Passage to read ::
↓

I am writing pci driver to access the Intel device with ID PCI_DEVICE_ID_INTEL_BROADWELL_IMC_HA0., which is at ff:12.0 (device ID 0x6fa0).
But, turned out sbridge_edac driver was already installed and associated with that PCI device. This causes my pci_register_driver() to return error.
Is there a way to make my PCI driver use that PCI device if another driver already associated with it?

↑

Data extract ::
↓

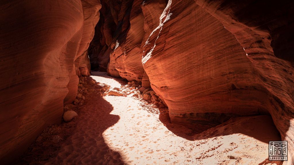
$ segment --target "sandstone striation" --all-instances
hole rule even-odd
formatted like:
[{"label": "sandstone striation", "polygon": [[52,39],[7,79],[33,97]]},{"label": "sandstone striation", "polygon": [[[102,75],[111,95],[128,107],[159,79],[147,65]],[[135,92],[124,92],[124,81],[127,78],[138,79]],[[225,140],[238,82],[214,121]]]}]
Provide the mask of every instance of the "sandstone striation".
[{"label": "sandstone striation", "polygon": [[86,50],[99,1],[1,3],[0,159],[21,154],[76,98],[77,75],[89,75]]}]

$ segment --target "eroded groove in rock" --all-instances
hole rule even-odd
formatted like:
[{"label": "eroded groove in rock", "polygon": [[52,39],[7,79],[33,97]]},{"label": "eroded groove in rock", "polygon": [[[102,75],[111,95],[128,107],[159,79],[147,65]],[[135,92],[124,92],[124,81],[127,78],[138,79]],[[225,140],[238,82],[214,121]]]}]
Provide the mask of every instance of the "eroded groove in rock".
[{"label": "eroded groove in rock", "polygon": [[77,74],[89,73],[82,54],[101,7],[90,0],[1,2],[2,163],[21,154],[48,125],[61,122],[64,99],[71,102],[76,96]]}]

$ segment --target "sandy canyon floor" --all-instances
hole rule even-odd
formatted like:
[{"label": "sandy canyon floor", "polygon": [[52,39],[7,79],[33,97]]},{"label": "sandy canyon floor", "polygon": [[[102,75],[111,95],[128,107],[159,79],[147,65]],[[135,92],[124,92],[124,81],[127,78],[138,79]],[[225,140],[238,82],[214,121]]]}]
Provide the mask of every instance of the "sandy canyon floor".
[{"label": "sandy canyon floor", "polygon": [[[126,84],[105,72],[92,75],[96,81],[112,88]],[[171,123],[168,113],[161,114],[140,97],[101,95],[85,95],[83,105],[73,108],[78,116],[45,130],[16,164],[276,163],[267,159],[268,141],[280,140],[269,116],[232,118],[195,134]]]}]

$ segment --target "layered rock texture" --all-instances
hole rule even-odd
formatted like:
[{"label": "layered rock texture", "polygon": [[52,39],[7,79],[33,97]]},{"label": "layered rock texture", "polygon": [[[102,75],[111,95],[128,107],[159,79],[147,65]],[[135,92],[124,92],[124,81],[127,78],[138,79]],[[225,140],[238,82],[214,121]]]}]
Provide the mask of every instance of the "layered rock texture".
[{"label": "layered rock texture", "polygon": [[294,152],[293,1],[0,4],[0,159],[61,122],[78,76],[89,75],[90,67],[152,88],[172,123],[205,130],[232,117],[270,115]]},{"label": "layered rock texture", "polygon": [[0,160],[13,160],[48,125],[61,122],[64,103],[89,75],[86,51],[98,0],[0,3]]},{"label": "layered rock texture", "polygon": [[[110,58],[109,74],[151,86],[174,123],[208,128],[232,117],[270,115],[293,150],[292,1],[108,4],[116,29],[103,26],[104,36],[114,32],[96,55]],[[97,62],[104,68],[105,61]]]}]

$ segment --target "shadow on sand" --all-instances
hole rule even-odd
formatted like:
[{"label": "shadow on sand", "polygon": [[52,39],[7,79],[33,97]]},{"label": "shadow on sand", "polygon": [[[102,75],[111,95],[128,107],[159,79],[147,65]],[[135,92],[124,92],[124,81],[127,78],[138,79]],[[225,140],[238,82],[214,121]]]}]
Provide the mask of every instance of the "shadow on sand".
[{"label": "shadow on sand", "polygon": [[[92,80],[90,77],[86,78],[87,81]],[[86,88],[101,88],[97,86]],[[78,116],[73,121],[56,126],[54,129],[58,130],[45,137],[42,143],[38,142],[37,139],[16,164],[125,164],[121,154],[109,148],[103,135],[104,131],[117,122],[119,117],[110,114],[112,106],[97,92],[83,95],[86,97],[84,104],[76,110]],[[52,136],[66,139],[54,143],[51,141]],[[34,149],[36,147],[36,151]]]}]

↑
↓

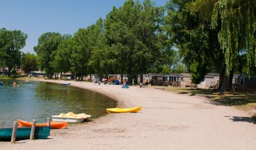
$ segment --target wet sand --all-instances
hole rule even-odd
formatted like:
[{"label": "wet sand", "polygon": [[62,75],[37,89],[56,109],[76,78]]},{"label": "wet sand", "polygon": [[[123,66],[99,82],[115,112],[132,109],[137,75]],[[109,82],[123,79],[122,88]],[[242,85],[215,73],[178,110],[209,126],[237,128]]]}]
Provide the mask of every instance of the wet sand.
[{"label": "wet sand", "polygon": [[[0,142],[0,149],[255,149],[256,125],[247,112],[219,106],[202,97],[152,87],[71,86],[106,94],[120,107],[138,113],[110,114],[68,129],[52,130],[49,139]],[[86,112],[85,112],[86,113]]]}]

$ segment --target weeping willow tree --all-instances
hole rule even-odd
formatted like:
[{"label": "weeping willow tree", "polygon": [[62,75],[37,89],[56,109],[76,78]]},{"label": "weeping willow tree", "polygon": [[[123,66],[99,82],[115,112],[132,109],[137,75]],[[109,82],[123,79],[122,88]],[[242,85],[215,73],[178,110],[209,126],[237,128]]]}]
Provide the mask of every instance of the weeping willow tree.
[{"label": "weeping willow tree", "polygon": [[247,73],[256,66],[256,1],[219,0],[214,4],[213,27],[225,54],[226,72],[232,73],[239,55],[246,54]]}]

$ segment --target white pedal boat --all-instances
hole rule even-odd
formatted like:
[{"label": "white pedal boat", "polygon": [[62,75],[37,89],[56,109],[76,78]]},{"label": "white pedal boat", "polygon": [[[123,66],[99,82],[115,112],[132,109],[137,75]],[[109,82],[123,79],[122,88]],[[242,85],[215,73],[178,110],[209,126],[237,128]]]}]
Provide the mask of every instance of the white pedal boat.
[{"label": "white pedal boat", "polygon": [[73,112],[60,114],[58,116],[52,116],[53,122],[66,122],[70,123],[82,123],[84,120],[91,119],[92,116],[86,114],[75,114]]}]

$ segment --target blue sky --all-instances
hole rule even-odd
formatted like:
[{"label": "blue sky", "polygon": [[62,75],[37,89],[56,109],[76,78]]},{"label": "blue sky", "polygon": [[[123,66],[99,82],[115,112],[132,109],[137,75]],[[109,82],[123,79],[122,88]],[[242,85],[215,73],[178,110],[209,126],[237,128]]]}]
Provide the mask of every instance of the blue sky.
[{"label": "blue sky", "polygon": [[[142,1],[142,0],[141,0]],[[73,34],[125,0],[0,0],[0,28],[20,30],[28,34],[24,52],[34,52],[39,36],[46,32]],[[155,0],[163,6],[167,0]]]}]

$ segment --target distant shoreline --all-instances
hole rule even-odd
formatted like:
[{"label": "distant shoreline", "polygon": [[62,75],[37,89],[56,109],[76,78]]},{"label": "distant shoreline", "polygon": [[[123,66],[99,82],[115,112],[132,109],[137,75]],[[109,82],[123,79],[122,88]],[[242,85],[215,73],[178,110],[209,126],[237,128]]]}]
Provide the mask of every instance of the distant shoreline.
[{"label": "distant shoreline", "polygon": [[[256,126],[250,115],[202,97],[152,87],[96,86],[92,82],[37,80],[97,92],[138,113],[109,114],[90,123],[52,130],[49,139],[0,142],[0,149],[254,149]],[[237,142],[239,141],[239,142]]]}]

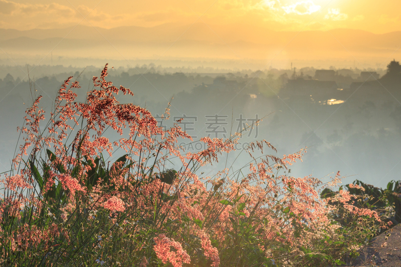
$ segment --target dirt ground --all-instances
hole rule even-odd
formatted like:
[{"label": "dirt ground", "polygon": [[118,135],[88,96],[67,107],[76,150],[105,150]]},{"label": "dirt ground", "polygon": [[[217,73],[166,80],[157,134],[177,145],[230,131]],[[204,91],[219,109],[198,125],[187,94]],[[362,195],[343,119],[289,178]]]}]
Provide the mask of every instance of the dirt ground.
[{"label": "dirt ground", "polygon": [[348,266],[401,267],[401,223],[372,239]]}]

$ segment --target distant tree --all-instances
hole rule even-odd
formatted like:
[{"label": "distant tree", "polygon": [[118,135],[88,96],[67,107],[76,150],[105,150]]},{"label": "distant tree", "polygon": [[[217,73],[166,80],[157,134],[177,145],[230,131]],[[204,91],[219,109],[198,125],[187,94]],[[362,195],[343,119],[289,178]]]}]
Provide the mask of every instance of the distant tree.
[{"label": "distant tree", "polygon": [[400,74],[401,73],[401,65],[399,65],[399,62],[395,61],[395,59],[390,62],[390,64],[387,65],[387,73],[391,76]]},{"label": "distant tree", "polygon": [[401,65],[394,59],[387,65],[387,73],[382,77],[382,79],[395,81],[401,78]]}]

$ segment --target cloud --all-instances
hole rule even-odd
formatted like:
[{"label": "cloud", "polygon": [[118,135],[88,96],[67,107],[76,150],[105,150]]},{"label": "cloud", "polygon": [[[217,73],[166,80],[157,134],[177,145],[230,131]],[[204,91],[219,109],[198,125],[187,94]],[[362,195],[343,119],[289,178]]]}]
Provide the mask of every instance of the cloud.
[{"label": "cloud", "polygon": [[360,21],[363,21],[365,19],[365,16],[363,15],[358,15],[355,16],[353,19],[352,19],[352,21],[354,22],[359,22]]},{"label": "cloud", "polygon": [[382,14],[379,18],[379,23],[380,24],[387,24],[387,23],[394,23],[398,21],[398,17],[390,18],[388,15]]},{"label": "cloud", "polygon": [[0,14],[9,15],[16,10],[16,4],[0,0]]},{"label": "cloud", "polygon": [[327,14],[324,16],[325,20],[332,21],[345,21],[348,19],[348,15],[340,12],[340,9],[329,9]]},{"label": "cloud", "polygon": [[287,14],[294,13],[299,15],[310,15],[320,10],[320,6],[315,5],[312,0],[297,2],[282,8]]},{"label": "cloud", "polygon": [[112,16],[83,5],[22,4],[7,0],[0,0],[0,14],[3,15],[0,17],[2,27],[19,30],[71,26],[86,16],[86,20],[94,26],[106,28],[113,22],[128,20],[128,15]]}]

↑

Problems to solve ::
1 > Reproduce the passage from the PCI driver post, starting with "But, turned out" and going on through "associated with it?".
2 > Carry on the post about the PCI driver clash with sbridge_edac from the point where it ends.

Written answers ::
1 >
But, turned out sbridge_edac driver was already installed and associated with that PCI device. This causes my pci_register_driver() to return error.
Is there a way to make my PCI driver use that PCI device if another driver already associated with it?

2 >
#define PCI_DEVICE_ID_INTEL_BROADWELL_IMC_HA0 0x6fa0
static const struct pci_device_id sbridge_pci_tbl[] = {
{PCI_DEVICE(PCI_VENDOR_ID_INTEL, PCI_DEVICE_ID_INTEL_SBRIDGE_IMC_HA0)},
{PCI_DEVICE(PCI_VENDOR_ID_INTEL, PCI_DEVICE_ID_INTEL_IBRIDGE_IMC_HA0_TA)},
{PCI_DEVICE(PCI_VENDOR_ID_INTEL, PCI_DEVICE_ID_INTEL_HASWELL_IMC_HA0)},
{PCI_DEVICE(PCI_VENDOR_ID_INTEL, PCI_DEVICE_ID_INTEL_BROADWELL_IMC_HA0)},
{PCI_DEVICE(PCI_VENDOR_ID_INTEL, PCI_DEVICE_ID_INTEL_KNL_IMC_SAD0)},
{0,} /* 0 terminated list. */
};
MODULE_DEVICE_TABLE(pci, sbridge_pci_tbl);
static struct pci_driver discovery_pci_driver ={
.name = DRIVER_NAME,
.probe = discovery_probe,
.remove = discovery_remove,
.id_table = sbridge_pci_tbl,
};
static int __init discovery_init(void)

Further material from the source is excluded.